A Journey in Vegetarianism
WeekendLife
Growing up in Gaborone of the 1970s and 80s, in what some might have called a regular, lower-middle-class, single-income family, food for us at home nearly always consisted of nothing else but traditional Tswana/Setswana cuisine –mabele [sorghum], bogobe jwa lerotse, morogo [traditional greens], dinawa [black eyed beans], ditloo [Jugo beans], mmidi [maize], and, of course, this being Botswana, meat, meat, meat – though even this latter commodity would over the years become increasingly unaffordable for many urban households, without the option of slaughtering their own stock!
Only occasionally, on a Sunday, after church or Sunday school, as the case might be, or, for that matter, on Christmas Day, as those of our generation might care to recall, would one ever get to taste the much desired chicken and rice combo.

§ DIRECTION A
Copy the passage of the piece on vegetarianism from "A Journey in" up to and including "and rice combo.".
§ DIRECTION B
Extend the vegetarianism piece, picking up after its final sentence.

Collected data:
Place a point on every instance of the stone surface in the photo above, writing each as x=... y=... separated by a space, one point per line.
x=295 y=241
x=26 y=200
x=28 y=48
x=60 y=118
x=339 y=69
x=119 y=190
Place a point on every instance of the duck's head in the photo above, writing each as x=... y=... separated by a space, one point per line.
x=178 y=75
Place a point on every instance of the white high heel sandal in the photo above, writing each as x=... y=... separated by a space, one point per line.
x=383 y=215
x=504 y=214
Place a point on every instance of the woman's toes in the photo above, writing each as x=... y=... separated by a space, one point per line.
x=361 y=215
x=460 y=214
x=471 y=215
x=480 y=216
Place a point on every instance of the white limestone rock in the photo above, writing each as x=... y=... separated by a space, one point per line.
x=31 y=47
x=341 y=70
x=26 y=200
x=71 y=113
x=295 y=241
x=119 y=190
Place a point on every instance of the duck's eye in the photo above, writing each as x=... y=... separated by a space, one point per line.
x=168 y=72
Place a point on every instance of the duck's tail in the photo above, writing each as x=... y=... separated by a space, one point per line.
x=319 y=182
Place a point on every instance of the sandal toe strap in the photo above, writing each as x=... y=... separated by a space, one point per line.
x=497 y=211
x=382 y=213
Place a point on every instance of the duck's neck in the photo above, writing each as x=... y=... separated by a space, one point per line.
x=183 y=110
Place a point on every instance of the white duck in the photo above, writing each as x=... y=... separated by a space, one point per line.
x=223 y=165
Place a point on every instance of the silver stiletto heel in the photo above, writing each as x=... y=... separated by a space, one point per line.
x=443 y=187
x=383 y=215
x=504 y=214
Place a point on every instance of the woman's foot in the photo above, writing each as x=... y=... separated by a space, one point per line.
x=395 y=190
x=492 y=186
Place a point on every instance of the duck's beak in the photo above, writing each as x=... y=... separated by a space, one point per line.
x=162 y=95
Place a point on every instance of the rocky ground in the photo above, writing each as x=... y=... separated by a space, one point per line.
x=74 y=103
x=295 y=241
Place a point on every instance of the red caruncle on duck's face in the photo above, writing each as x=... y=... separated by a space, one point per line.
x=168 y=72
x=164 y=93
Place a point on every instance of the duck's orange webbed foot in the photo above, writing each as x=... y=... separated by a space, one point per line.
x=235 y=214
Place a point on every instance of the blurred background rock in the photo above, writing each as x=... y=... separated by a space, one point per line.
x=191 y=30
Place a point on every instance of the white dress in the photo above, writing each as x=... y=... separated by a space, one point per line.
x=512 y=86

...

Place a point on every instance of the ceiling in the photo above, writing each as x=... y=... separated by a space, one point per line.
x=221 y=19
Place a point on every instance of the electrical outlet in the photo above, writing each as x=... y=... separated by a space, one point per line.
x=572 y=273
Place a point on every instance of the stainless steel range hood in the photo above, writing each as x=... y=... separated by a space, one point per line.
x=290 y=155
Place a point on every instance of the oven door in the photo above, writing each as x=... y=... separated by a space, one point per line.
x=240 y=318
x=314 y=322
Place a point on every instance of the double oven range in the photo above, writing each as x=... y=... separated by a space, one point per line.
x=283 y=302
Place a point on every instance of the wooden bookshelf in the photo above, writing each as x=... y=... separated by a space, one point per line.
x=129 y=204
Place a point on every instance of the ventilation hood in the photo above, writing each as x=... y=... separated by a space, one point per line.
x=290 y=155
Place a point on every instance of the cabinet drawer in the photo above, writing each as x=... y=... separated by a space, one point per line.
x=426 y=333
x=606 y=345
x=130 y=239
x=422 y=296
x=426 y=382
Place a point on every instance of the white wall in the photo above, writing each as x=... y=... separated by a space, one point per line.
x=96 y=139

§ RIGHT ANSWER A
A Journey in Vegetarianism
WeekendLife
Growing up in Gaborone of the 1970s and 80s, in what some might have called a regular, lower-middle-class, single-income family, food for us at home nearly always consisted of nothing else but traditional Tswana/Setswana cuisine –mabele [sorghum], bogobe jwa lerotse, morogo [traditional greens], dinawa [black eyed beans], ditloo [Jugo beans], mmidi [maize], and, of course, this being Botswana, meat, meat, meat – though even this latter commodity would over the years become increasingly unaffordable for many urban households, without the option of slaughtering their own stock!
Only occasionally, on a Sunday, after church or Sunday school, as the case might be, or, for that matter, on Christmas Day, as those of our generation might care to recall, would one ever get to taste the much desired chicken and rice combo.

§ RIGHT ANSWER B
So you can imagine my shock when, in 1992, on an excursion to the East African nation of Tanzania, I was told that of all things, rice, which we here in Botswana have long considered to be something of a;’[ special treat, and definitely something to write home about, was for them, along with ugali, just another staple – eaten almost every other day (sometimes with milk!) by both the urban elite and the common people in the countryside.
Then in 1986, when, like a soldier headed for battle, I went out on my national tour of duty in Tirelo Sechaba, I experienced what I might regard as my first major dietary disruption – since TS was, if nothing else, all about tin-stuff – those cartons of Luck Star fish, corned beef, baked beans, and the like, that one hoarded in their kitchen.
So with neither mum nor sisters, at home, to prepare any of those nice and sumptuous family meals, for many us, TS participants, the scheme also coincided with a major decline in our eating habits, essentially reducing many to a life of only tin, rust and zinc.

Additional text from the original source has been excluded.